Required task: Swap "marker" for "pin" throughout the stretch from the start of the items through the line containing "[[309, 528]]", and write those lines out again with nothing else changed. Leave the pictures out of your answer.

Task inputs:
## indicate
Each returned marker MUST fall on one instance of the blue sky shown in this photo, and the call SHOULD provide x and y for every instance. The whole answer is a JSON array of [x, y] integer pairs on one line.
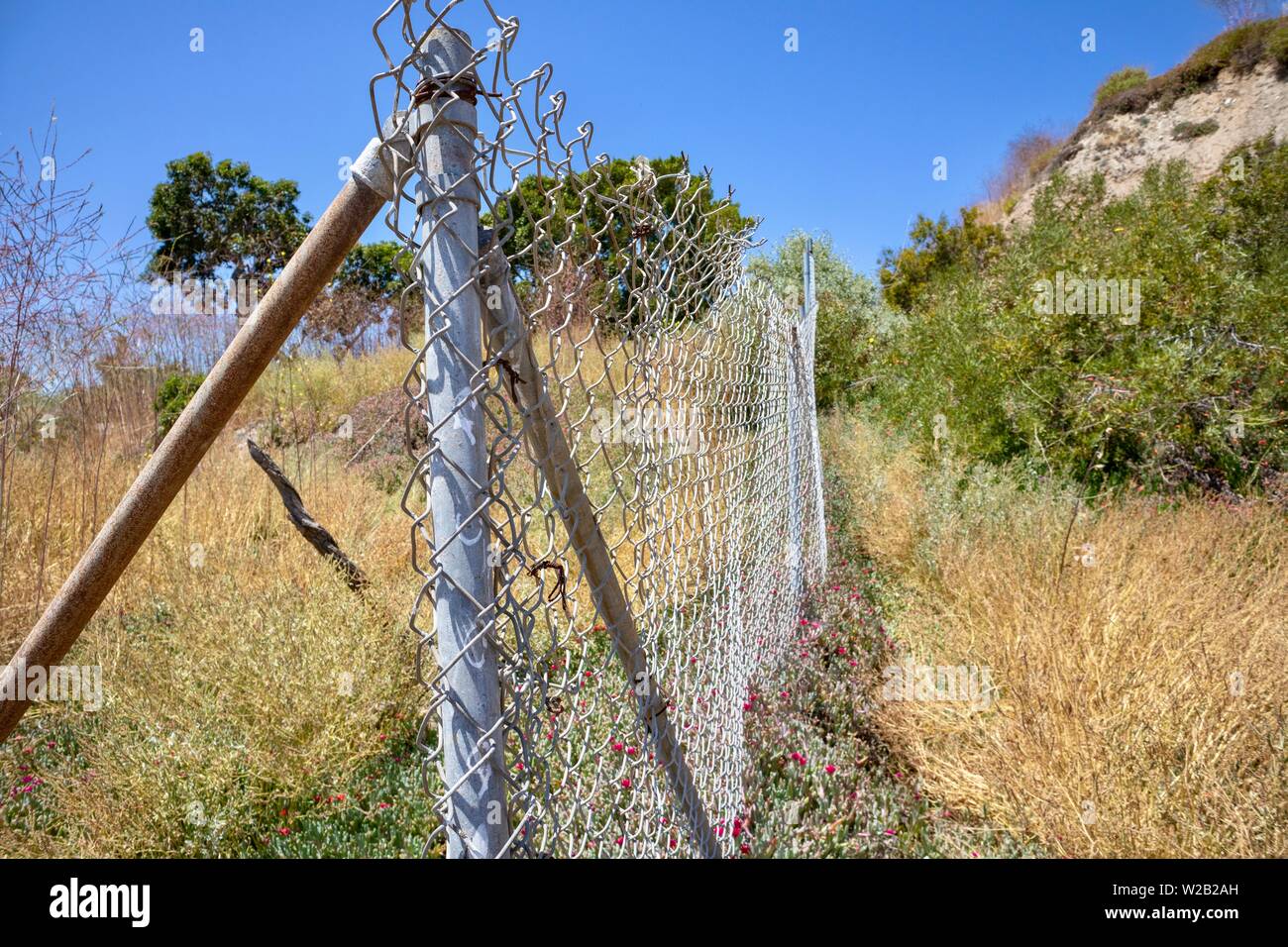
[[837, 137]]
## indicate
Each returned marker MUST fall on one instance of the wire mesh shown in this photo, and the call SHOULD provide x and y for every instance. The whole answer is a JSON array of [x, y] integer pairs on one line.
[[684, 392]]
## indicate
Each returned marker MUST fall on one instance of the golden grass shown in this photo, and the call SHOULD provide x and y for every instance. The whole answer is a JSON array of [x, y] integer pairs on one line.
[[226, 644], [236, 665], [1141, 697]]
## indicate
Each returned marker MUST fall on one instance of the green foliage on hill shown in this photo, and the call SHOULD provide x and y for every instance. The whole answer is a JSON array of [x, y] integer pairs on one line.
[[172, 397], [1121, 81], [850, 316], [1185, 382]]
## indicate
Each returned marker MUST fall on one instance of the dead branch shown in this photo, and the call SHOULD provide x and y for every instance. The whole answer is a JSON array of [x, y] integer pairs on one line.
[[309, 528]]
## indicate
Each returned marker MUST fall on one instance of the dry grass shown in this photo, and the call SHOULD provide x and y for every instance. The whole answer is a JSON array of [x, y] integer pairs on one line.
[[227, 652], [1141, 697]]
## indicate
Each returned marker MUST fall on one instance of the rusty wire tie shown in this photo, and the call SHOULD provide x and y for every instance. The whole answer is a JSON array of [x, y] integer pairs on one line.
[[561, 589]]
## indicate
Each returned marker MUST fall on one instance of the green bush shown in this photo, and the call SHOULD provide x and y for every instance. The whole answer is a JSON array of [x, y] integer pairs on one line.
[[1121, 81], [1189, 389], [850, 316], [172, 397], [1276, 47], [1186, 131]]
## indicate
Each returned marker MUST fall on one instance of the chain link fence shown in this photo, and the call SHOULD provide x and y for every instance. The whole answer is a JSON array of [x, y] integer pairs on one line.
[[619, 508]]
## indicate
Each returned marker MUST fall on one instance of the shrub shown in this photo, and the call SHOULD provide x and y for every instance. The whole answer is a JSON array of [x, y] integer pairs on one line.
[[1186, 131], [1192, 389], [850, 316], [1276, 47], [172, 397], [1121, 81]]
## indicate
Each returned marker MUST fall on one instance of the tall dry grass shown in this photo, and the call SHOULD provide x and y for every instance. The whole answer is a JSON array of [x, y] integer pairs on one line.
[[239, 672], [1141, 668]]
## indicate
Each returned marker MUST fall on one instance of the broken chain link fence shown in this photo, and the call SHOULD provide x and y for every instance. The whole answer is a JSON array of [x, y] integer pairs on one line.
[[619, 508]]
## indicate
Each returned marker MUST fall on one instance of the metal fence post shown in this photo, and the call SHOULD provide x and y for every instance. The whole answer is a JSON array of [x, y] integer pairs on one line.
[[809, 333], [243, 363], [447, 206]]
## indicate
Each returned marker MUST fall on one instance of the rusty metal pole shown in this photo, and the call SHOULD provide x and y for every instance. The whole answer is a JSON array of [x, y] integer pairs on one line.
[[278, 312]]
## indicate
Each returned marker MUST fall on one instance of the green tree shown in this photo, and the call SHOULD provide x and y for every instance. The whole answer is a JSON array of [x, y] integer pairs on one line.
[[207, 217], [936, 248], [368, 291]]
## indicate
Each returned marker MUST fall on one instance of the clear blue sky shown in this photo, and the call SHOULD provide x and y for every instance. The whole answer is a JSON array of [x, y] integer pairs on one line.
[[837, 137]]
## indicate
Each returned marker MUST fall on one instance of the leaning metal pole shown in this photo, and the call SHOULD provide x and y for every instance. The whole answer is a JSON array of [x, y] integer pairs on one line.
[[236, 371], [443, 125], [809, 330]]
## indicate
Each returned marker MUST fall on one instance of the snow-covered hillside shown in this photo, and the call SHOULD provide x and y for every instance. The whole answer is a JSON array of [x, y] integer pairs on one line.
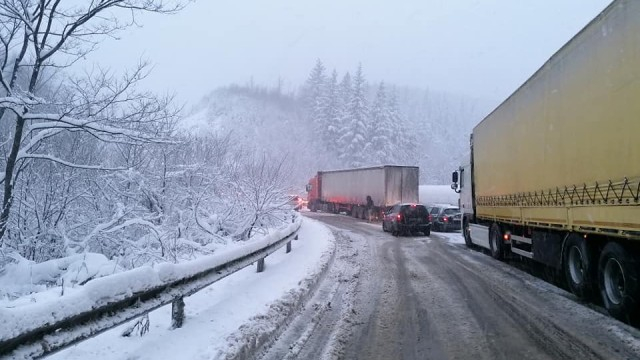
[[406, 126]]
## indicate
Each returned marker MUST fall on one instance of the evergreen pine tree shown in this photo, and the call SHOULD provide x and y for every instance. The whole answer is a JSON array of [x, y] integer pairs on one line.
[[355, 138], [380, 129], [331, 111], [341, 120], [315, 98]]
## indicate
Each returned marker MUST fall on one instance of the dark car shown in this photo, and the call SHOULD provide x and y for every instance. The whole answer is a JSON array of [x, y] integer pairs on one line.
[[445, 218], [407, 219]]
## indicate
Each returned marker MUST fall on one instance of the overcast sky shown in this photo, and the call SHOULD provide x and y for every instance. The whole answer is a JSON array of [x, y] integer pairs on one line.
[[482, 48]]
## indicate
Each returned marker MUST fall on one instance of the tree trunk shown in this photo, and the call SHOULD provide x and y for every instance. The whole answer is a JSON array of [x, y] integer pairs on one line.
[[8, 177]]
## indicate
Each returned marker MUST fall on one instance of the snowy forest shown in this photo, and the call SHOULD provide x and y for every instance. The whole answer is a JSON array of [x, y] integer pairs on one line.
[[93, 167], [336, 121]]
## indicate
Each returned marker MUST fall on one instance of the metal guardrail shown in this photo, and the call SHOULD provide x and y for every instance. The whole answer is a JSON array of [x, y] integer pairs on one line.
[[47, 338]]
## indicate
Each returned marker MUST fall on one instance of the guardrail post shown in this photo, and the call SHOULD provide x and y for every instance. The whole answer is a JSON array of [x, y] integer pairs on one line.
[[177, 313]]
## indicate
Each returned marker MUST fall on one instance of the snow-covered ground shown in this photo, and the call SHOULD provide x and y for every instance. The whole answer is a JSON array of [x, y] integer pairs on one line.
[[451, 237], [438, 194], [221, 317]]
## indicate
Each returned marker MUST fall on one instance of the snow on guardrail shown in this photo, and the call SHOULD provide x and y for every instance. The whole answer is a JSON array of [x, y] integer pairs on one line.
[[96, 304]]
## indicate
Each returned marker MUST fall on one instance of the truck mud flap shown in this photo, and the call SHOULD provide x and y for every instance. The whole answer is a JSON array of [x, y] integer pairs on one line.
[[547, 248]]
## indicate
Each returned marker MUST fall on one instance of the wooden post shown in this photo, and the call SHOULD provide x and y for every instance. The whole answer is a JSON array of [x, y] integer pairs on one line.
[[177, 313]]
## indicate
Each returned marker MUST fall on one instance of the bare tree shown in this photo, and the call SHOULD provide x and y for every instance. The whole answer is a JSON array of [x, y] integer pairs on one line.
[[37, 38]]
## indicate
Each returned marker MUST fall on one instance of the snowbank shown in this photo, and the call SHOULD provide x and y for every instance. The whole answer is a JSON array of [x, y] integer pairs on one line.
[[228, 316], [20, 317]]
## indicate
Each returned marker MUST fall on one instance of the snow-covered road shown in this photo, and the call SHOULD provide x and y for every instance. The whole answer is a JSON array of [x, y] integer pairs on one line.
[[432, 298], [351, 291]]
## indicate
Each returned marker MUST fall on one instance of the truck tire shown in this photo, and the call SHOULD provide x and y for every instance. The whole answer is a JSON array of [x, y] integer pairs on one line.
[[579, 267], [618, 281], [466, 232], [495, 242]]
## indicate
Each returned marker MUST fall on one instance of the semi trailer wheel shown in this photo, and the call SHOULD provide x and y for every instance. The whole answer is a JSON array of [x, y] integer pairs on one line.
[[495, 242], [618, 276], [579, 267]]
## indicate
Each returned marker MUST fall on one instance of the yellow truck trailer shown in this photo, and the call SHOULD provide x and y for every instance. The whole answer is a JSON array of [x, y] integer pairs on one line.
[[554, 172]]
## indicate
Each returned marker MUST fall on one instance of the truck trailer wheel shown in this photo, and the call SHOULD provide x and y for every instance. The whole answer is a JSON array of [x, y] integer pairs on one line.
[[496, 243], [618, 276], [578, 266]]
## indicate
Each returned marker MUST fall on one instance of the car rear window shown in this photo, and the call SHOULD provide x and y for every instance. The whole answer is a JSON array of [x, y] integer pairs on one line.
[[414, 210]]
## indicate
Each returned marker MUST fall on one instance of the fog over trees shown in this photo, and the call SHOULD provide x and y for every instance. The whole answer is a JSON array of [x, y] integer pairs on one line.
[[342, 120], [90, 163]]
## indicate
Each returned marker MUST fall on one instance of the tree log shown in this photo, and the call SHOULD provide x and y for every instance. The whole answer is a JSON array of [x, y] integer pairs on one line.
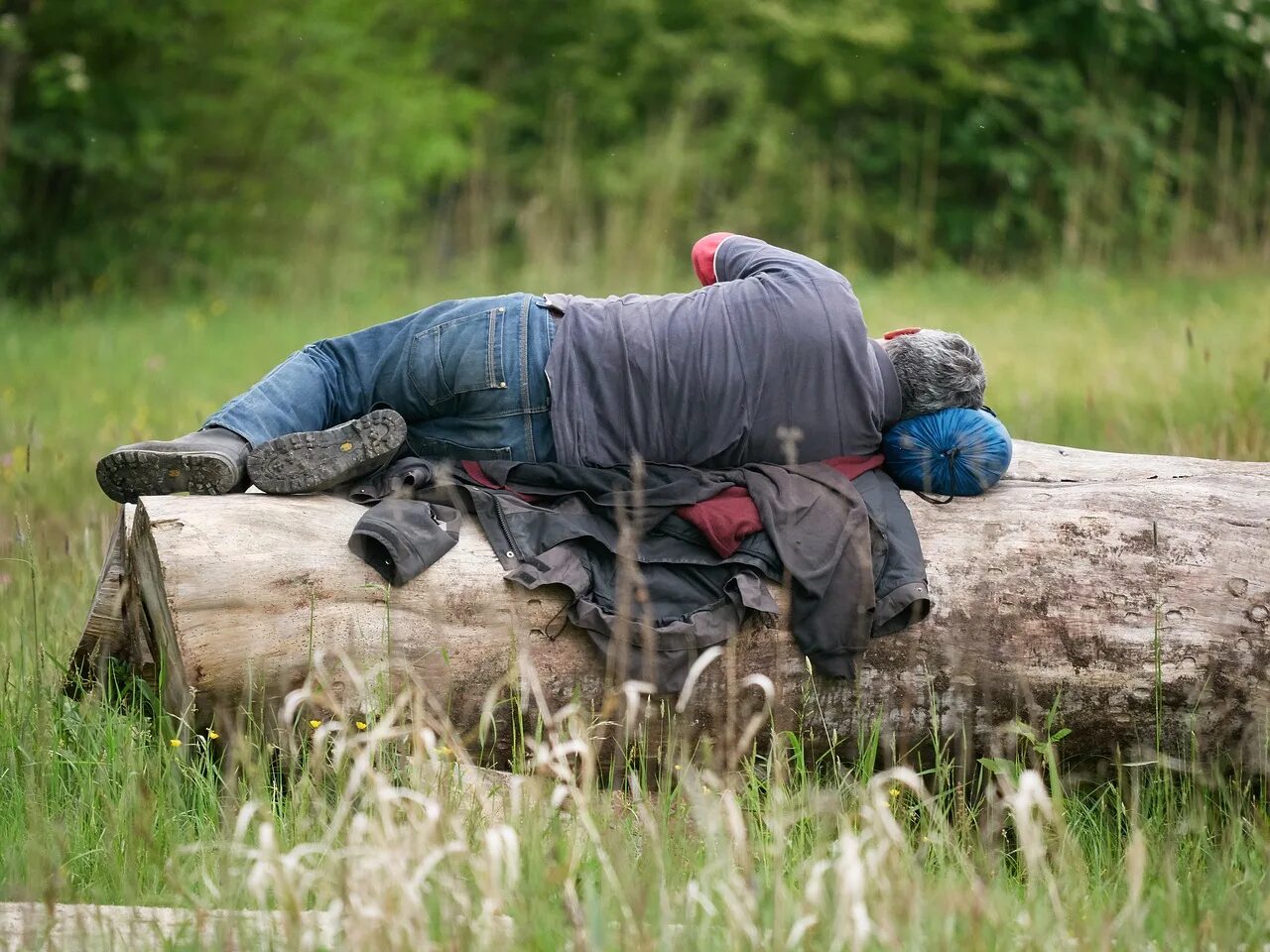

Solution to this exercise:
## indicate
Each returned pin MUST fall on one instance of the blue sky shown in this photo, and the call SHOULD provide x and y for every instance. The whole answer is a JSON array of [x, y] integer pairs on one line.
[[837, 137]]
## indicate
Each returned pin MUST fall on one instance of the wire mesh shown in this photo, and the call SHOULD provide x and y for every instance. The whole answer is a JSON array of [x, y] integer pairs on one line.
[[684, 392]]
## indicate
Each returned pin MUST fall on one instance of the golden grass shown in this photo, and the call SHOULD provide x and y for every instance. The whole answer is a JSON array of [x, y] integer pairs on one line.
[[226, 644], [236, 665], [1141, 697]]
## indicate
Each returned pin MUST fall on one instance of the green foliage on hill shown in this photo, and the call SHOULD provide x and y for every instance. The whole answer is a JSON array of [x, y] integer pairs on one line.
[[172, 397], [1121, 81], [850, 316], [1185, 382]]
## indicate
Each returned pin MUST fall on one instance of the dead branch shown in this photo, and the call SHOULD provide x and y for every instance. The whole answer is a JSON array of [x, y] integer pairs on one line.
[[309, 528]]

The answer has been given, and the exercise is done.